___ Dataset records ___
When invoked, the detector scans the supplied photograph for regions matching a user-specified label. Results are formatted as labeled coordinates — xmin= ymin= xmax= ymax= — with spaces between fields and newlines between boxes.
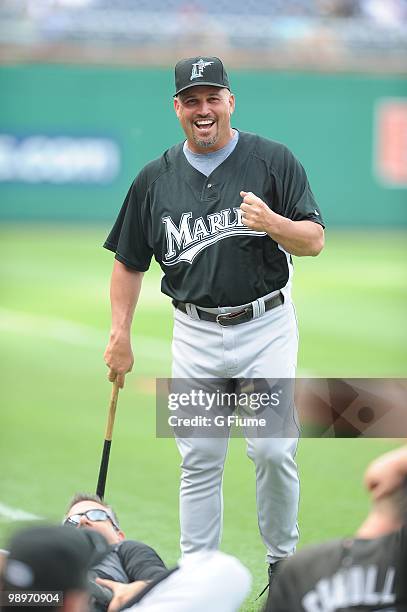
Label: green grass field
xmin=0 ymin=225 xmax=407 ymax=611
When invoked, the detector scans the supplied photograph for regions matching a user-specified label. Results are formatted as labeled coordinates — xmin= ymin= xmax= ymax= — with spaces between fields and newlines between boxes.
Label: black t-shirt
xmin=92 ymin=540 xmax=170 ymax=583
xmin=267 ymin=527 xmax=407 ymax=612
xmin=104 ymin=132 xmax=323 ymax=307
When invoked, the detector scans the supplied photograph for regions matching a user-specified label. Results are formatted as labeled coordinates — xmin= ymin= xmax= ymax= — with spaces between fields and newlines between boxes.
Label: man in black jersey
xmin=62 ymin=493 xmax=251 ymax=612
xmin=266 ymin=447 xmax=407 ymax=612
xmin=104 ymin=57 xmax=324 ymax=588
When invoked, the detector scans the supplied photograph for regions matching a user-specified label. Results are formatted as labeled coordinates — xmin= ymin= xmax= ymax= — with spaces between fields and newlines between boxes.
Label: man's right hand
xmin=104 ymin=334 xmax=134 ymax=389
xmin=364 ymin=446 xmax=407 ymax=499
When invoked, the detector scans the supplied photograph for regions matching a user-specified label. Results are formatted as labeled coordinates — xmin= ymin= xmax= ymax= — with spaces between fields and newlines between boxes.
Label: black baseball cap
xmin=174 ymin=56 xmax=230 ymax=96
xmin=1 ymin=525 xmax=110 ymax=592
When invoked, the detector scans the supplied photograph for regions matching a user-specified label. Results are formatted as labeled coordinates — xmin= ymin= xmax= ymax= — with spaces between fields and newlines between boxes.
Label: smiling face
xmin=174 ymin=85 xmax=235 ymax=153
xmin=65 ymin=500 xmax=124 ymax=544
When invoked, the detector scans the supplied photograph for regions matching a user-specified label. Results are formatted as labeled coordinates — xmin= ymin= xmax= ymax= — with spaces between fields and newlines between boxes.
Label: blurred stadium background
xmin=0 ymin=0 xmax=407 ymax=610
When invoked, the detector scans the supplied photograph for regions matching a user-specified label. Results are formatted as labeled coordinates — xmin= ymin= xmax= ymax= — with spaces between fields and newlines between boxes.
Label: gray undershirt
xmin=184 ymin=130 xmax=239 ymax=176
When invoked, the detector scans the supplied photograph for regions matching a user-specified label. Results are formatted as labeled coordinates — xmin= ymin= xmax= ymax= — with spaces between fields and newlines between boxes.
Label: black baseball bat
xmin=96 ymin=381 xmax=119 ymax=499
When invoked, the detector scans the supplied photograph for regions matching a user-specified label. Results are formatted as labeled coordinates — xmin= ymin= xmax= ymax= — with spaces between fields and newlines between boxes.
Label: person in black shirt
xmin=64 ymin=494 xmax=251 ymax=612
xmin=104 ymin=57 xmax=324 ymax=588
xmin=265 ymin=447 xmax=407 ymax=612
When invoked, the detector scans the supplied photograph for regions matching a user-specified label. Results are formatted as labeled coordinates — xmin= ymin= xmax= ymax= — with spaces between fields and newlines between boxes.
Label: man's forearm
xmin=266 ymin=213 xmax=324 ymax=256
xmin=104 ymin=260 xmax=143 ymax=387
xmin=110 ymin=259 xmax=144 ymax=336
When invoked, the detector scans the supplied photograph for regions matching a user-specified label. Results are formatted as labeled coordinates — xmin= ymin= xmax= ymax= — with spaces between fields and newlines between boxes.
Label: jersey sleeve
xmin=119 ymin=540 xmax=168 ymax=582
xmin=103 ymin=175 xmax=153 ymax=272
xmin=280 ymin=148 xmax=325 ymax=227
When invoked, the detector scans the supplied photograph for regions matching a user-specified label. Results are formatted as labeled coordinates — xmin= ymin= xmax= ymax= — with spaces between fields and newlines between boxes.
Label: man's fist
xmin=240 ymin=191 xmax=275 ymax=233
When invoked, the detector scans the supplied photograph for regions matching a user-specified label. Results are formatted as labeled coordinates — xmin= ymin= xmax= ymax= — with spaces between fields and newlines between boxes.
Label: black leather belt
xmin=172 ymin=291 xmax=284 ymax=327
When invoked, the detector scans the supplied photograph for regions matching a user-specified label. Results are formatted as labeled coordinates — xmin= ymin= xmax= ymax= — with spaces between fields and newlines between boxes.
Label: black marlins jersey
xmin=267 ymin=527 xmax=407 ymax=612
xmin=104 ymin=132 xmax=323 ymax=307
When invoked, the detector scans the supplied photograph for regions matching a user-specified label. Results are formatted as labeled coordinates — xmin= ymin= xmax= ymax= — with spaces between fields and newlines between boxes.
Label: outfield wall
xmin=0 ymin=65 xmax=407 ymax=227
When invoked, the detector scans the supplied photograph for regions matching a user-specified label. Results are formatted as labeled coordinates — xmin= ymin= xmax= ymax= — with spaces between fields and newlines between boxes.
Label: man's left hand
xmin=96 ymin=578 xmax=148 ymax=612
xmin=240 ymin=191 xmax=275 ymax=233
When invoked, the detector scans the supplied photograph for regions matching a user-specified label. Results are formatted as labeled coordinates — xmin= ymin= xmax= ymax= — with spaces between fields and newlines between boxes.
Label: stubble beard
xmin=193 ymin=134 xmax=218 ymax=149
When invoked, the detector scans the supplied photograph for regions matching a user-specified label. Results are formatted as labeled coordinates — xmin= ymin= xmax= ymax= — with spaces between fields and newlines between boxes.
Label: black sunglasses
xmin=64 ymin=508 xmax=119 ymax=531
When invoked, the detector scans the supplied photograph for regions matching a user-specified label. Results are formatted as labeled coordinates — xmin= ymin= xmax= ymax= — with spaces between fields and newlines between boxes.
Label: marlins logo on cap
xmin=174 ymin=57 xmax=230 ymax=96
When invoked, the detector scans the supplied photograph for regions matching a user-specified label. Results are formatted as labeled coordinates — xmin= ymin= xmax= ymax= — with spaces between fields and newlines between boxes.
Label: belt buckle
xmin=216 ymin=308 xmax=250 ymax=327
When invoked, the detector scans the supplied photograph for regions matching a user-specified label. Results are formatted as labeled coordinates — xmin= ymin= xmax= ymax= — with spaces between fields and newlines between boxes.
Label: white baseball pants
xmin=172 ymin=295 xmax=299 ymax=563
xmin=129 ymin=551 xmax=251 ymax=612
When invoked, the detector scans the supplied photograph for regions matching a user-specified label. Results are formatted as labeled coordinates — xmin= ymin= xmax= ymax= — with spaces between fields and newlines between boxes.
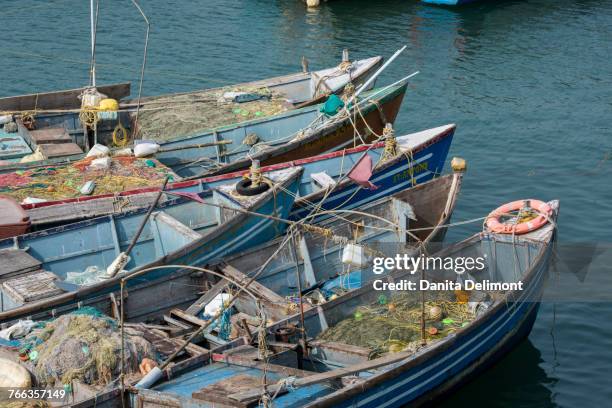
___
#### What is being asked
Return all of the data above verbatim, leaving out the pictures.

#### Final result
When invoked, the detector scans the supplied photograph for regions matching a user-specified label. Results are formatted as labeled coordinates — xmin= ymin= xmax= ymax= — with spaces between fields and newlines between boxes.
Label: green grass field
xmin=0 ymin=225 xmax=407 ymax=611
When invoked, the detector scans the supplied photograph for regions matching a user-specified label. Results are formatted as labeled coordinates — xmin= ymin= xmax= ymax= — with spaces between fields and newlines between boxes.
Label: black t-shirt
xmin=92 ymin=540 xmax=170 ymax=583
xmin=267 ymin=527 xmax=407 ymax=612
xmin=104 ymin=132 xmax=323 ymax=307
When invoked, the detector scans the supplied photograph for regions matching a user-specified label. Results are formatted as labeled coordinates — xmin= ymin= xmax= ymax= — with spaces between fields and newlines between boxes.
Label: man in black jersey
xmin=62 ymin=493 xmax=251 ymax=612
xmin=266 ymin=447 xmax=407 ymax=612
xmin=104 ymin=57 xmax=324 ymax=588
When invoked, the detector scans the supplied photograph for regions matching a user-specified label. Results are formatted as labeled coordinates — xmin= ymin= xmax= ymax= — with spaces between fields and newlines between boxes.
Label: man's right hand
xmin=104 ymin=334 xmax=134 ymax=389
xmin=364 ymin=446 xmax=407 ymax=499
When invoked, the detector scans the supplied photograph for regions matching a user-specified label. Results are formatted as labeled coordinates — xmin= ymin= xmax= ymax= — with spaces between fields and newlines between boxes.
Label: black baseball cap
xmin=174 ymin=56 xmax=230 ymax=96
xmin=1 ymin=525 xmax=110 ymax=592
When invoked, the detector scans the supplied photograph for regions matching a user-specified label. Results are formatted as labeled coordinates — xmin= ymin= xmax= ymax= — with spaces between fields and newlines between boxes.
Label: smiling face
xmin=174 ymin=85 xmax=235 ymax=153
xmin=65 ymin=500 xmax=124 ymax=544
When invoked, the detector scans the supplied photograph for regions matching a user-specified label. Results are formatted as labeled coordinates — xmin= ymin= xmax= ymax= — with spaces between fields and newlines between boxes.
Label: blurred stadium background
xmin=0 ymin=0 xmax=407 ymax=610
When invoked, the detector scans the supplied photograph for regions matching a user-specified label. Results are formatted as labeled coordinates — xmin= ymin= xmax= ymax= — with spaces between fields and newlines between boxes.
Label: gray undershirt
xmin=184 ymin=130 xmax=239 ymax=176
When invoked, the detector scans the supplied photograph for regions matching a user-specified label. Results are formatted as labeled coordinates — xmin= ymin= xmax= ymax= — with spaces between fields and newlines between boxes.
Label: black baseball bat
xmin=96 ymin=381 xmax=119 ymax=499
When invoked, the detector scans the supplied photograph for regions matching a user-specified label. Results are formatted as labeled coordinates — xmin= ymin= xmax= ymax= — with spaces between fields and newlines between boxes.
Label: person in black shirt
xmin=64 ymin=494 xmax=251 ymax=612
xmin=104 ymin=57 xmax=324 ymax=588
xmin=265 ymin=447 xmax=407 ymax=612
When invoked, the detector scans the supplied photograph for regions matching a user-specified label. Results are formatted as labeled coordinates — xmin= ymin= xmax= ymax= — with spaces between fields and newlines between boxes.
Label: man's forearm
xmin=266 ymin=213 xmax=324 ymax=256
xmin=104 ymin=260 xmax=143 ymax=387
xmin=110 ymin=259 xmax=144 ymax=336
When invoked, the detector scans the supplied photograph for regions matching a user-specified label. Results are formatted as labeled coordinates — xmin= ymin= xmax= ymax= — with spaces between fields and newlines between boxes.
Label: jersey sleeve
xmin=119 ymin=540 xmax=168 ymax=582
xmin=103 ymin=175 xmax=153 ymax=272
xmin=280 ymin=148 xmax=325 ymax=227
When invoked, the detector scans the supplied photograph for regions matching a user-specified label. Results are formatted as labeled coordinates — xmin= ymin= xmax= ymax= — with spaces between fields and newlines between boxes.
Label: man's fist
xmin=240 ymin=191 xmax=275 ymax=233
When invoked, the detector scans the supplied photograph for regions matching a user-specified label. Results are formatted as labeled coordinates — xmin= ymin= xmax= ymax= — with spaces between fields and newlines between boxes.
Label: black leather belt
xmin=172 ymin=291 xmax=284 ymax=327
When invoked, the detector scans the supplied photograph for regions matching a user-specified label. Results are formatted as labeled coordinates — xmin= ymin= xmax= ymax= — with spaces between fields and newlines between boxes.
Label: black marlins jersey
xmin=267 ymin=527 xmax=407 ymax=612
xmin=104 ymin=132 xmax=323 ymax=307
When invoked, the detector scans the supplied photograph for regions matching a user-specified label. Results are formatted as labeled coordinates — xmin= ymin= xmax= ymax= — with spaces between fields and newlines between boxes.
Label: outfield wall
xmin=0 ymin=65 xmax=407 ymax=227
When invoked, the detector scans the supplied photograph for regions matching a user-specified label. Results are formatted as labeled coordinates — xmin= ymin= xmax= ymax= — with spaces between fields and newlines between boxes.
Label: man's left hand
xmin=96 ymin=578 xmax=148 ymax=612
xmin=240 ymin=191 xmax=275 ymax=233
When invoked, the detector scans the supplied photograph for regions matching a user-specified label. Results are formatted as labeled coordinates — xmin= ymin= xmax= ymax= — with spaces between fields and newlines between boxes.
Label: stubble beard
xmin=193 ymin=134 xmax=218 ymax=149
When invoked, the detector scans the supplied photograph for regions matching a user-specified label. Results are formatted as labeled coordinates — xmin= ymin= xmax= ymax= — with spaces between fields and newlines between boxes.
Label: black sunglasses
xmin=64 ymin=508 xmax=119 ymax=531
When invoked, the detector scans the supplied photograph for regions matching a user-specified label. Results are formatted as labeled coordinates — xmin= ymin= xmax= ymax= — with spaces between fields and newlines between boxes.
Label: marlins logo on cap
xmin=174 ymin=57 xmax=230 ymax=96
When invoked, the detector scans the supplied photograph for regions matching a user-specified label. Results are formatted as labeled coordinates — xmin= ymin= xmax= ymax= — with spaces between fields and newlines between boxes.
Label: belt buckle
xmin=216 ymin=308 xmax=250 ymax=327
When invoked, the detector scans the supplied photograph for regions matching a user-specified label. Results are formatted as labeled coordinates — xmin= ymin= xmax= ymax= — with spaces between fields and newlines between boxes.
Label: white baseball pants
xmin=172 ymin=295 xmax=299 ymax=563
xmin=129 ymin=551 xmax=251 ymax=612
When invoked, the detector scans the supplied photograph for regions matching a user-specified label. Results are formatted as labeled coordinates — xmin= ymin= xmax= ymax= — with spaces between fields and newlines between boxes.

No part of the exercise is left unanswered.